§ GIVEN PROBLEM A:
In the forum thread about the rod structure, take the part that opens with the words containing "Tension force of" and closes with "two identical diamonds.", and swap "diamonds" for "rhombuses" as you write it out again.
§ GIVEN PROBLEM B:
In the forum thread about the rod structure, what does the problem statement say the six rods form?

Tension force of a thread in a complex structure of six masless rods

[Kino Physics]

Homework Statement

On a weightless structure of articulated rods, a weight with mass 𝑚 is suspended. What is the tension force T of the red thread? The six rods form two identical diamonds.

Relevant Equations

Newton's Second Law; Law of Conservation of energy ( potentially)

At first I tried solving the problemteh following way:
Due to symmetry let the rods connected to the green rod have tension forces in magnitde T1 => mg = 2T1cos(a), where a is half the angle formed by the two rods. From tere I got an expression from the longer rods in the force projected by them is T2 in magnitude, which is equal to T1 due to the balance of forces in the x direction in the joint of the short and long rods , such that T1sin(a)=T2sin(a) and from there I get that T =mg.
However if I assume that the thread is extensible and solve the balance of forces with the thread acing as a spring by integration the work of the gravitational force I get that k(dl)^2/2= mg(2dl).
Thanks in advance!

 

[BvU]

Hello @Kino Physics , !

T =mg

is the wrong answer ...

You may assume the red thread is inextensible. And if you don't want that, then still the answer should be inependent of $k$.

k(dl)^2/2= mg(2dl)

$$ k (\Delta l)^2/2 = 2mg\Delta l\ \ \ ?$$is hard to read and unfinished: there is a relationship between $\Delta l$ and mg

 

[Kino Physics]

Thak you for the swift reply! As you corretly guessed I meant to write
$$ k (\Delta l)^2/2 = 2mg\Delta l\ \ \ $$ And from there to derive that T=4mg
I am sorry for the inconvinience!

 

[BvU]

No reason to apologise !
But you could do me a favour and explain the symbols ...

 

[Kino Physics]

m is the mass of the weight
k is the spring constant
$$ \Delta l $$ is the diffrence between the unextended diagonal of the square that got stretched to a rhombus and the long diagonal of the rombus
g is the gravitational accelaration
This is the notation I used.
If you could give insight on the methods used to derive a solution involving an inextensive thread that would be very helpful! Thanks in advance!

 

[BvU]

My question was a disguised way to let you look again at $\Delta l$ for the spring and $\Delta l$ for the mass ... are they really equal ?

Goole pantograph

 

[Kino Physics]

For the mass the change in height is equal to 2$\Delta l$ . :)

 

[BvU]

Well done !

 

[Kino Physics]

Thanks for the help!

 

[BvU]

You are welcome. It's fun to help ..

§ EXCERPTED DATA:
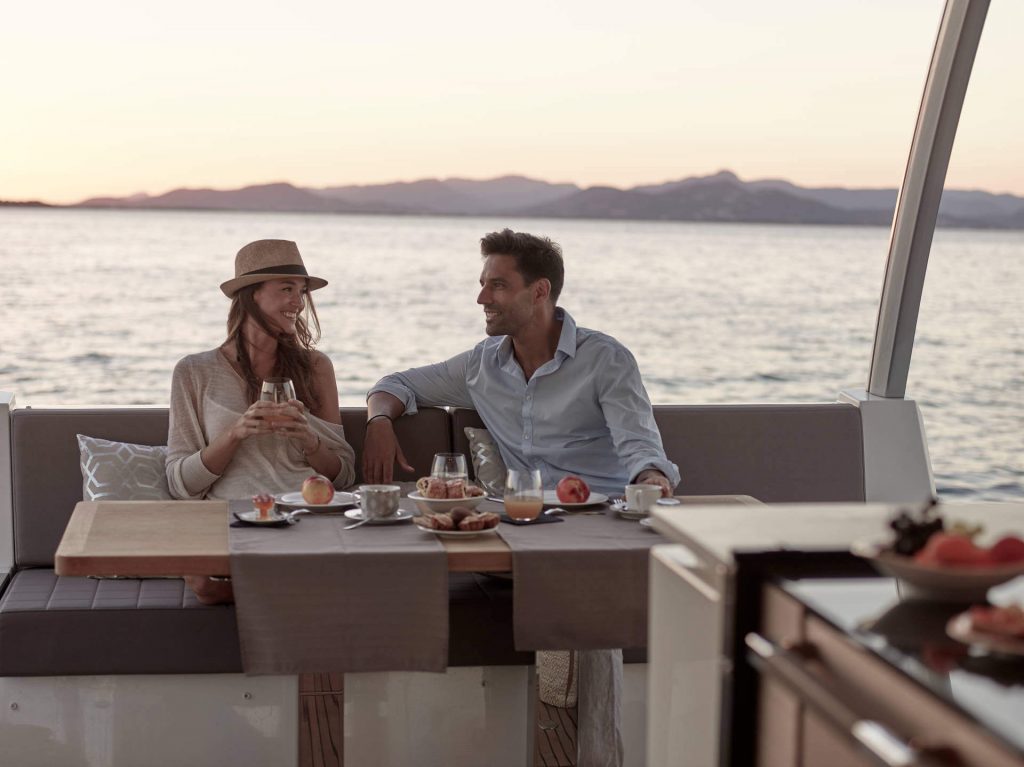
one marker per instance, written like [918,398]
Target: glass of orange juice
[523,494]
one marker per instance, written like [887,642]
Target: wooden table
[145,539]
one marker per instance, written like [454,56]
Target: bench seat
[56,626]
[64,626]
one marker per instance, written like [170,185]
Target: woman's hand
[254,421]
[294,424]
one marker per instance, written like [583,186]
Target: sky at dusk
[114,97]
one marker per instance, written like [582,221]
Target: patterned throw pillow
[118,471]
[487,465]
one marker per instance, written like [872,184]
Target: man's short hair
[536,257]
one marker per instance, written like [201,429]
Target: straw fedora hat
[268,259]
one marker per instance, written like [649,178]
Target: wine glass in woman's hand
[279,391]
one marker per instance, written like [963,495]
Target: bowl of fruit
[951,563]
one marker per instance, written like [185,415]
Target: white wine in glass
[523,494]
[278,390]
[450,466]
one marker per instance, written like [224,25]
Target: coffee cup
[641,498]
[379,501]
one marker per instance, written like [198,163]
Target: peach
[317,489]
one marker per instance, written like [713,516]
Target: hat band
[291,268]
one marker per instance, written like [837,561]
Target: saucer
[273,519]
[399,516]
[340,500]
[595,499]
[630,514]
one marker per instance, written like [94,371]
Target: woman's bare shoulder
[322,365]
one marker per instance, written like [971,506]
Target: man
[555,397]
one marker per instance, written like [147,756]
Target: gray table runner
[582,585]
[315,598]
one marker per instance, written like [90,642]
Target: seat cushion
[53,626]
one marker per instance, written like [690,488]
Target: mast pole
[918,204]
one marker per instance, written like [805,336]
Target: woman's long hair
[294,359]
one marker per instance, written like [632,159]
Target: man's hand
[653,476]
[380,453]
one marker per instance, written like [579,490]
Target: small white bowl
[440,505]
[947,584]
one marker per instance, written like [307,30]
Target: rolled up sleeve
[442,384]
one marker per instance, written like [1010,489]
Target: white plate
[627,514]
[252,517]
[960,628]
[399,516]
[551,499]
[459,534]
[935,582]
[339,501]
[439,505]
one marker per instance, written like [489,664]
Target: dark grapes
[912,534]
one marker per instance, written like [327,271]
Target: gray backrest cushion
[46,478]
[776,453]
[47,481]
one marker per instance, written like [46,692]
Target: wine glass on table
[449,466]
[279,391]
[523,494]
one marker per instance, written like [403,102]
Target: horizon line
[245,185]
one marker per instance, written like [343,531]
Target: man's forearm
[383,403]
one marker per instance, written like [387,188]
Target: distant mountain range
[721,197]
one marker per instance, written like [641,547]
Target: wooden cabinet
[826,701]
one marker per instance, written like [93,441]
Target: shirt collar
[566,341]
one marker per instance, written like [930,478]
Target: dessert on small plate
[459,523]
[994,629]
[441,505]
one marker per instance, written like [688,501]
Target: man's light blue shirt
[585,412]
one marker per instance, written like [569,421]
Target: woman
[220,442]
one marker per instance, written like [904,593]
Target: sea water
[99,304]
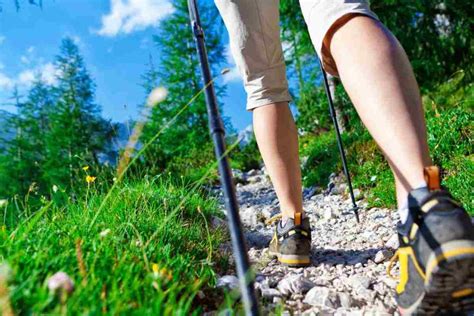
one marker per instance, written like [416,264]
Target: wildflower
[3,202]
[90,179]
[161,273]
[156,96]
[104,233]
[33,188]
[60,281]
[155,268]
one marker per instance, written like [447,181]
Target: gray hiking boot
[291,243]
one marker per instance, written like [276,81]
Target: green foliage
[437,35]
[186,145]
[58,130]
[247,157]
[77,132]
[450,120]
[150,251]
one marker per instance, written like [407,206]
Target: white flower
[60,281]
[156,96]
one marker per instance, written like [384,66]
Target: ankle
[286,216]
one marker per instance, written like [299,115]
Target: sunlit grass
[142,246]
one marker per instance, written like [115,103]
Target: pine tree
[186,144]
[77,132]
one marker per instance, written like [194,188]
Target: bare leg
[277,139]
[378,77]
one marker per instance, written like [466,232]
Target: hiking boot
[291,242]
[436,254]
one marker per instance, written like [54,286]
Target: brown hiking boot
[291,243]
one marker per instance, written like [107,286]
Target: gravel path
[347,275]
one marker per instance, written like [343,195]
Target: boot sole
[294,260]
[449,285]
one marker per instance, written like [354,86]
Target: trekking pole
[217,132]
[332,111]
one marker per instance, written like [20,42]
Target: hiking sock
[403,210]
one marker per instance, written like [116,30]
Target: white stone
[294,284]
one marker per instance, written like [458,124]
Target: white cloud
[234,74]
[29,56]
[6,83]
[47,72]
[25,78]
[127,16]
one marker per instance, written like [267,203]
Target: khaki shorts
[255,44]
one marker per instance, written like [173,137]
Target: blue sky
[114,37]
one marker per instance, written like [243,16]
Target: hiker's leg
[277,139]
[255,45]
[380,82]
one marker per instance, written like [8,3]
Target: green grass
[450,121]
[158,254]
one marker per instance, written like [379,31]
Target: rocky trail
[347,275]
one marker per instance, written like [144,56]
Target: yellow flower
[90,179]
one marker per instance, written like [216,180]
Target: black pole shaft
[217,132]
[332,111]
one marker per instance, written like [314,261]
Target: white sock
[403,210]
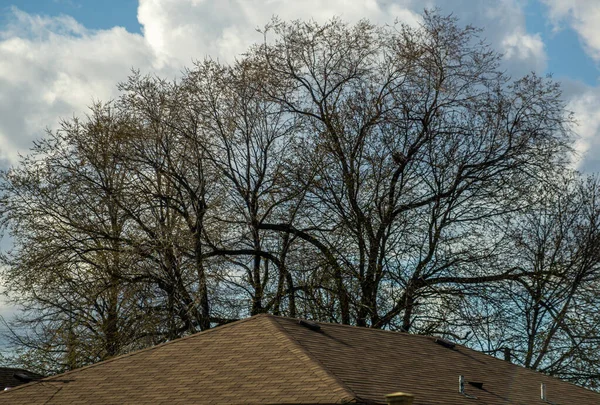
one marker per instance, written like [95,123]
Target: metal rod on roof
[543,392]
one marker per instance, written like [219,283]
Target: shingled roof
[12,377]
[273,360]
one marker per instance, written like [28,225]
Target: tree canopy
[381,176]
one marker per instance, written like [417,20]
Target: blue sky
[93,14]
[57,56]
[566,56]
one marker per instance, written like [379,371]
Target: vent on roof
[310,325]
[446,343]
[23,377]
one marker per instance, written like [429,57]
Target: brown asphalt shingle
[273,360]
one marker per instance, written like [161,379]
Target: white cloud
[584,102]
[583,16]
[52,67]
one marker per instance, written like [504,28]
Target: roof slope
[273,360]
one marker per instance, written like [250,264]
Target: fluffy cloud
[581,15]
[584,102]
[185,29]
[53,67]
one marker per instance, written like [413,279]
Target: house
[12,377]
[267,359]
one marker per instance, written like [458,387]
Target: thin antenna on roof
[543,392]
[507,354]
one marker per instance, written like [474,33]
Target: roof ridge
[133,353]
[274,319]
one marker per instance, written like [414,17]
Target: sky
[59,56]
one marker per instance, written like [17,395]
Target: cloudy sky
[58,56]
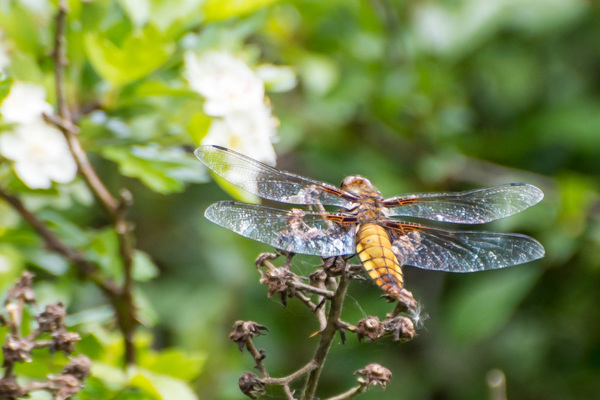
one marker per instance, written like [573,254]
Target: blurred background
[415,95]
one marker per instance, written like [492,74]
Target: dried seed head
[276,280]
[369,327]
[406,301]
[251,385]
[374,374]
[10,389]
[318,278]
[64,386]
[52,318]
[243,330]
[79,367]
[16,349]
[22,289]
[65,341]
[402,328]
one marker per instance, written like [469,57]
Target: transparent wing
[295,231]
[461,251]
[267,182]
[471,207]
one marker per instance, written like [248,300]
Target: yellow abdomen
[374,250]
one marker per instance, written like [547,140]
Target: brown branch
[327,336]
[123,303]
[258,357]
[286,380]
[301,286]
[350,393]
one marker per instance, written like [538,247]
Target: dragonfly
[367,225]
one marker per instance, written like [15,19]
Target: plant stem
[327,336]
[122,299]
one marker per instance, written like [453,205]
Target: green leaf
[174,363]
[5,84]
[216,10]
[485,302]
[162,170]
[198,126]
[140,54]
[162,386]
[104,251]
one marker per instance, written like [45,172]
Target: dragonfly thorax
[359,186]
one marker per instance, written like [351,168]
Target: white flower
[40,154]
[249,132]
[227,83]
[25,103]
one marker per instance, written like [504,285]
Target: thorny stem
[122,300]
[348,395]
[257,358]
[327,336]
[286,380]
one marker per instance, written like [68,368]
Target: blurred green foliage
[418,96]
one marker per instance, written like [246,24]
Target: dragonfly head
[358,185]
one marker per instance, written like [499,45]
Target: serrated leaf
[162,170]
[484,304]
[140,54]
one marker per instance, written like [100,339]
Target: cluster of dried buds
[18,348]
[322,286]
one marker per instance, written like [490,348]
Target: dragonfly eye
[357,184]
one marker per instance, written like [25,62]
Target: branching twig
[123,303]
[327,336]
[337,274]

§ CORRECT RESPONSE A:
Tension force of a thread in a complex structure of six masless rods

[Kino Physics]

Homework Statement

On a weightless structure of articulated rods, a weight with mass 𝑚 is suspended. What is the tension force T of the red thread? The six rods form two identical rhombuses.

§ CORRECT RESPONSE B:
Two identical diamonds.